Exercise: Once every line in the data that follows has been checked for the word "person", give only the number of lines that hold it.

Given records:

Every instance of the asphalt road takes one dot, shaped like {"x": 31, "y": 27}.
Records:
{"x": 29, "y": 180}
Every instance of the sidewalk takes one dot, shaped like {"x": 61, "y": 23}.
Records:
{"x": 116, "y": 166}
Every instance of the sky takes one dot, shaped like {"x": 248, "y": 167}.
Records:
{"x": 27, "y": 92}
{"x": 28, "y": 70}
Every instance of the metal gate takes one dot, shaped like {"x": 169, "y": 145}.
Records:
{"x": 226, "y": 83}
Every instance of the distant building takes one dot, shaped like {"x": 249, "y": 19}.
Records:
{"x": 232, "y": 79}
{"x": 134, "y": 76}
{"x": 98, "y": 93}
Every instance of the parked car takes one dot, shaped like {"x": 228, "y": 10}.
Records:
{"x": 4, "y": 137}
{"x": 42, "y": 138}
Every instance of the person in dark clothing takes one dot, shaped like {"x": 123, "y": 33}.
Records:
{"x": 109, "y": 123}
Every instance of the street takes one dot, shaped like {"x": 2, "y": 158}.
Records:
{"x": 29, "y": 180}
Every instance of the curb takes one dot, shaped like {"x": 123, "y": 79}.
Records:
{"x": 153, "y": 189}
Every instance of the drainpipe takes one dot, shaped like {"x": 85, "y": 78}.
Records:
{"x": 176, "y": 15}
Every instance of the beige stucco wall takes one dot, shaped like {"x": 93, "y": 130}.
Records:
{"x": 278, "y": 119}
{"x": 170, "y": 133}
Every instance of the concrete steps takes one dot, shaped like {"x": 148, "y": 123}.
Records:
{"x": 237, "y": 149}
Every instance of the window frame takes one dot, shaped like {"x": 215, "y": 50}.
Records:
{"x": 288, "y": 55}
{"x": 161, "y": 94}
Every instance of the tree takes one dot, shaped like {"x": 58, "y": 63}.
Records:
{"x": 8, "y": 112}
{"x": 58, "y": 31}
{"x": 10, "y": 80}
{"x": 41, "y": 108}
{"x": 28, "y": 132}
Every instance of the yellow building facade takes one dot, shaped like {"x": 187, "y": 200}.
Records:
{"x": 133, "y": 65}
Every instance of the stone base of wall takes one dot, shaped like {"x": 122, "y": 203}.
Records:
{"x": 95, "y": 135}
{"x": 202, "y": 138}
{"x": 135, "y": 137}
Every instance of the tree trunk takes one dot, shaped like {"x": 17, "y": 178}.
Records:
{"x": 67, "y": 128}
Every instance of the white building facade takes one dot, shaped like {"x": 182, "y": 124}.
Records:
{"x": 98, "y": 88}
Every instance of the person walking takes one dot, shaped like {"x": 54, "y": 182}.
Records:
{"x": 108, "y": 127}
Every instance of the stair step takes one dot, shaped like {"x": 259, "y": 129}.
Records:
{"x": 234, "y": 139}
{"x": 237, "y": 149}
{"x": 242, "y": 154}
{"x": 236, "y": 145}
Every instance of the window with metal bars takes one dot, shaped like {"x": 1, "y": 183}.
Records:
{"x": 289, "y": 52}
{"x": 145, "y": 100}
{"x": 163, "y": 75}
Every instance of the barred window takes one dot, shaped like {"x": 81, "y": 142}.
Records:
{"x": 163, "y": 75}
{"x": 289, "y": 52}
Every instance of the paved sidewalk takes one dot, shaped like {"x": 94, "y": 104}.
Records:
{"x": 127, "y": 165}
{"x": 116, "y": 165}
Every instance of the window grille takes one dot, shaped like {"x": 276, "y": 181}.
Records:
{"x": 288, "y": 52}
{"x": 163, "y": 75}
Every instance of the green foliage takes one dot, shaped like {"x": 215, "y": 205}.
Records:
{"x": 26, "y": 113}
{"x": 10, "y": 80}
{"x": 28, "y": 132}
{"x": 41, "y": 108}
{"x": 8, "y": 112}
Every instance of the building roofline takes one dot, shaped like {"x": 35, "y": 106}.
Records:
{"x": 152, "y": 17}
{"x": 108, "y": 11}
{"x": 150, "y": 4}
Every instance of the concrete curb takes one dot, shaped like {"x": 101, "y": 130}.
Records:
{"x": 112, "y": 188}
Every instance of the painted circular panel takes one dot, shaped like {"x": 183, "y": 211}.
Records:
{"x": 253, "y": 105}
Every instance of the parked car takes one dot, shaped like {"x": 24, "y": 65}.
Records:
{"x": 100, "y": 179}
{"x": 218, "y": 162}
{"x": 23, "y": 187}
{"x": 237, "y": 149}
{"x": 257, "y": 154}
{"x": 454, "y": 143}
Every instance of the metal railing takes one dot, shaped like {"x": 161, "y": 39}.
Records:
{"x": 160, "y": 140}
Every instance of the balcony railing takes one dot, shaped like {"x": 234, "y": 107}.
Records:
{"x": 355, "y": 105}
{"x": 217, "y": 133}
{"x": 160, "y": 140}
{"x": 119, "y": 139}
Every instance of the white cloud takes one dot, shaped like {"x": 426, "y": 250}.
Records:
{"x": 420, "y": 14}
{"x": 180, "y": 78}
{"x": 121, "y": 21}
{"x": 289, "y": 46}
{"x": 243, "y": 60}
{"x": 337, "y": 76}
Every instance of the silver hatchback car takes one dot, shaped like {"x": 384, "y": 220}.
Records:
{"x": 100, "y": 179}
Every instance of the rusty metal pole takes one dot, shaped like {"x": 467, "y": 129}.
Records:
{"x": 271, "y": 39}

---

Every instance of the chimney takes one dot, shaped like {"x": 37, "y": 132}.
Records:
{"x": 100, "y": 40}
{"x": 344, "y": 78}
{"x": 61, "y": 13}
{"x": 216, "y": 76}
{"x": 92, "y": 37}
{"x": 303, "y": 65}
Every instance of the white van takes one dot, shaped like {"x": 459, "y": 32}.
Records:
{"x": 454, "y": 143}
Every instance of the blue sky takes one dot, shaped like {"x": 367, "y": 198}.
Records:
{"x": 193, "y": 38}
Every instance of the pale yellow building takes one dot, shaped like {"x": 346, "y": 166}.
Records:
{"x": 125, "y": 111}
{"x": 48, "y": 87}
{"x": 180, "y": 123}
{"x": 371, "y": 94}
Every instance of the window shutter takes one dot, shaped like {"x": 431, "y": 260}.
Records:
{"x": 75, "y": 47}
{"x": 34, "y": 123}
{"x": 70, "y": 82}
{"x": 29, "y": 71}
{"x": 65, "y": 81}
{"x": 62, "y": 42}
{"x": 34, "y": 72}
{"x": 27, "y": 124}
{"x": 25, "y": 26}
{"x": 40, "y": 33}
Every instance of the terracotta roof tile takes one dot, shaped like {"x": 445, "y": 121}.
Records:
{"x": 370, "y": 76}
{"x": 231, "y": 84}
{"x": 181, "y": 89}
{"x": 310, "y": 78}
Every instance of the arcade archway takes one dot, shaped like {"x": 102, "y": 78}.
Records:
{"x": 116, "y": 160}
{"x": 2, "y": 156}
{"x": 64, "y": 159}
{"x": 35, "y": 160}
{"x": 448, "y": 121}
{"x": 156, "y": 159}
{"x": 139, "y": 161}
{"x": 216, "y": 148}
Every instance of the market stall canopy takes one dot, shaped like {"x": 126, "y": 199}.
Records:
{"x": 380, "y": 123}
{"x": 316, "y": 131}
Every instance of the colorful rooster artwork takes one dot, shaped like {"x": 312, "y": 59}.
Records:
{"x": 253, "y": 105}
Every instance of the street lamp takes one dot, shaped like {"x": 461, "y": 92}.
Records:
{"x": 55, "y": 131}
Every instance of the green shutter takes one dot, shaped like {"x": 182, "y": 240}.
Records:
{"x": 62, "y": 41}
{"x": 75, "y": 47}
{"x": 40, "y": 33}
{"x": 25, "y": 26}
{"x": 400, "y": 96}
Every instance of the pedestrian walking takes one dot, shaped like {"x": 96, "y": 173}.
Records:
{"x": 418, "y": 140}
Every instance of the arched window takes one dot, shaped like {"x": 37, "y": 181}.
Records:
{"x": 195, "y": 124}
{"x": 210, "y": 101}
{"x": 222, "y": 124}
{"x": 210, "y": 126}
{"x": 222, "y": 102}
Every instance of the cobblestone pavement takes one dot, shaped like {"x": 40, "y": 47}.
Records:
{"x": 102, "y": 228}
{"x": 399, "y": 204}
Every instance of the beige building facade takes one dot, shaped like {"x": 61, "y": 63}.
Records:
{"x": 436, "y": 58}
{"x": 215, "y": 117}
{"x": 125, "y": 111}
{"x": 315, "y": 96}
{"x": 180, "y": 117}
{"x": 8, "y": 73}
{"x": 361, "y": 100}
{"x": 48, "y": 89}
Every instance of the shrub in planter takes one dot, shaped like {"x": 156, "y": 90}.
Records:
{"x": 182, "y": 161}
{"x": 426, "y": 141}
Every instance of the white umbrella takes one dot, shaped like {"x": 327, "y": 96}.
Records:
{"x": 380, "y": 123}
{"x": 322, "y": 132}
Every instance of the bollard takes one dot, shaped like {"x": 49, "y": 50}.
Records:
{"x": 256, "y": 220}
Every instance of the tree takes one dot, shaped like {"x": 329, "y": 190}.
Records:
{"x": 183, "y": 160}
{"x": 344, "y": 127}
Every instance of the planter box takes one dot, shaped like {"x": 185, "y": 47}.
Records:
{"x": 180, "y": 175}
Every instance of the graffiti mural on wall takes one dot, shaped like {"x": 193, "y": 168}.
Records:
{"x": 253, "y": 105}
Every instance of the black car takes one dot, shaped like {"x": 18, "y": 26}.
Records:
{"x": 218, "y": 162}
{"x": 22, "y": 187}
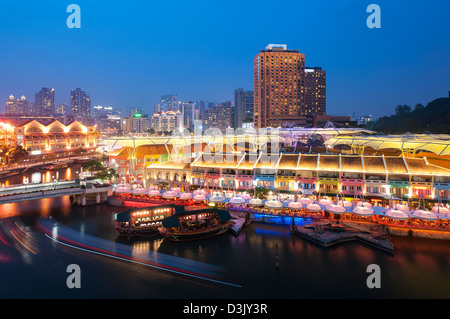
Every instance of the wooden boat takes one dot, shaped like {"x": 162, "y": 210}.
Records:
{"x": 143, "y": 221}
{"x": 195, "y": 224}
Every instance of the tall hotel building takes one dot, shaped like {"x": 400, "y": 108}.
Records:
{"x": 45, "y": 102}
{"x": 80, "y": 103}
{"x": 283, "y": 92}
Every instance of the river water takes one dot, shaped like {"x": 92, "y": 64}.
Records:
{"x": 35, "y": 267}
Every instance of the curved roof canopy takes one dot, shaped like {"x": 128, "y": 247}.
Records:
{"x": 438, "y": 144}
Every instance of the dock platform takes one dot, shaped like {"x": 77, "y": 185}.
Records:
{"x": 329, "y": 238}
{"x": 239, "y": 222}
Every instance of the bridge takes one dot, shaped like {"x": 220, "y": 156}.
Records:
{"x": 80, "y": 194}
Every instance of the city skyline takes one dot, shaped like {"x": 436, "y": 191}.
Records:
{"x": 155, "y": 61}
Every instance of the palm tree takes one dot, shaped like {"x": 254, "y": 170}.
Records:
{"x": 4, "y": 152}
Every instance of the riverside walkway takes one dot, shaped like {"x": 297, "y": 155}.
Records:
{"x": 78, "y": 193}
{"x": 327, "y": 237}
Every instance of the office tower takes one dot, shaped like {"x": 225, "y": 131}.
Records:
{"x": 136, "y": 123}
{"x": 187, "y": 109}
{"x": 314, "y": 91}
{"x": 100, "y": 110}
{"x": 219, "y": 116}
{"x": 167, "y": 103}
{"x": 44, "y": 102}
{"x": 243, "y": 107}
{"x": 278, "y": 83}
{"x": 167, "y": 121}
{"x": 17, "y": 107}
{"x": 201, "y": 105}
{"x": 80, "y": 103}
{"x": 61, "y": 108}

Task solution: 2